- [Excerpted text]

— start —

Order Code RS22173
June 22, 2005
CRS Report for Congress
Received through the CRS Web
Detainees at Guantánamo Bay
Jennifer K. Elsea
Legislative Attorney
American Law Division
Summary
After the U.S. Supreme Court held that U.S. courts have jurisdiction to hear legal
challenges on behalf of more than 500 persons detained at the U.S. Naval Station in
Guantanamo Bay, Cuba in connection with the war against terrorism, the Pentagon
established administrative hearings, called “Combatant Status Review Tribunals”
(CSRTs), to allow the detainees to contest their status as enemy combatants. This report
provides an overview of the CSRT procedures and summarizes court cases related to the
detentions. The relevant Supreme Court rulings are discussed in CRS Report RS21884,
The Supreme Court and Detainees in the War on Terrorism: Summary and Analysis.
This report will be updated as events warrant.

— end —

- [Supplied information]
— start —

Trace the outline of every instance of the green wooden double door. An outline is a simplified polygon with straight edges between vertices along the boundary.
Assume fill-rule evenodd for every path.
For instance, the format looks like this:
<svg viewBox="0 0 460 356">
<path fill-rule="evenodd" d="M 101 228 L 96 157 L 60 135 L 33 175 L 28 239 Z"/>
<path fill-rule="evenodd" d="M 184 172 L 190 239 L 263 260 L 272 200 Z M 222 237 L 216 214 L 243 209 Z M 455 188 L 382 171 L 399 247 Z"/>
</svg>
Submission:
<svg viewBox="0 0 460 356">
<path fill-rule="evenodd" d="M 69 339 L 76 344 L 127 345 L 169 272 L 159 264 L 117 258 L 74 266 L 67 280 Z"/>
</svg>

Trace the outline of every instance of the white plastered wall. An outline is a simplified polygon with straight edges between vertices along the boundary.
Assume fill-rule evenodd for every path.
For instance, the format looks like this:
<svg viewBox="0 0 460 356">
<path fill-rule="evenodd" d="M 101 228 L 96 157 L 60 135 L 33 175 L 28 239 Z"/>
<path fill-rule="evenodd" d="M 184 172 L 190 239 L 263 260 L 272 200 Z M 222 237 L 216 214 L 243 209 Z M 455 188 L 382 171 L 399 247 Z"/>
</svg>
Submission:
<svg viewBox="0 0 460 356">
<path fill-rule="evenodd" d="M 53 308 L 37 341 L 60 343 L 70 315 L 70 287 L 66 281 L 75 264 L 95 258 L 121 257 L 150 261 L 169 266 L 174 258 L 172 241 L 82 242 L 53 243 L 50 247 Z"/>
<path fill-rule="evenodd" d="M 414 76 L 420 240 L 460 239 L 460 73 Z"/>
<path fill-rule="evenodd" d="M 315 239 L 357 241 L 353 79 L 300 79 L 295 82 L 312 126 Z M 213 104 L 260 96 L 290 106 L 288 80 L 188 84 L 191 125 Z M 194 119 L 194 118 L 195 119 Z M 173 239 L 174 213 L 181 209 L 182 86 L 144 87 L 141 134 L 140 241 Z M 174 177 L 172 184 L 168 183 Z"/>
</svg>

— end —

- [Goal] Continue the report on detainees at Guantánamo Bay, picking up right after its final sentence.

- [Solved exercise]
In Rasul v. Bush,124 S.Ct. 2686 (2004), a divided Supreme Court declared that “a
state of war is not a blank check for the president”and ruled that persons deemed “enemy
combatants” have the right to challenge their detention before a judge or other “neutral
decision-maker.” The decision reversed the holding of the Court of Appeals for the D.C.
Circuit, which had agreed with the Bush Administration that no U.S. court has jurisdiction
to hear petitions for habeas corpus by or on behalf of the detainees because they are aliens
and are detained outside the sovereign territory of the United States. Lawyers have filed
more than a dozen petitions on behalf of some 60 detainees in the District Court for the
District of Columbia, where judges have reached opposing conclusions as to whether the
detainees have any enforceable rights to challenge their treatment and detention. Fifteen
of the detainees have been determined by the President to be subject to his military order
(“MO”) of November 13, 2001,1 making them eligible for trial by military commission.2
However, military commissions have been temporarily halted pending the results of legal
actions in the D.C. Circuit.
1 Order on Detention, Treatment, and Trial of Certain Non-Citizens in the War against Terrorism,
November 13, 2001, 66 Fed.Reg. 57,833 (2000)(hereinafter “MO” or “military order”).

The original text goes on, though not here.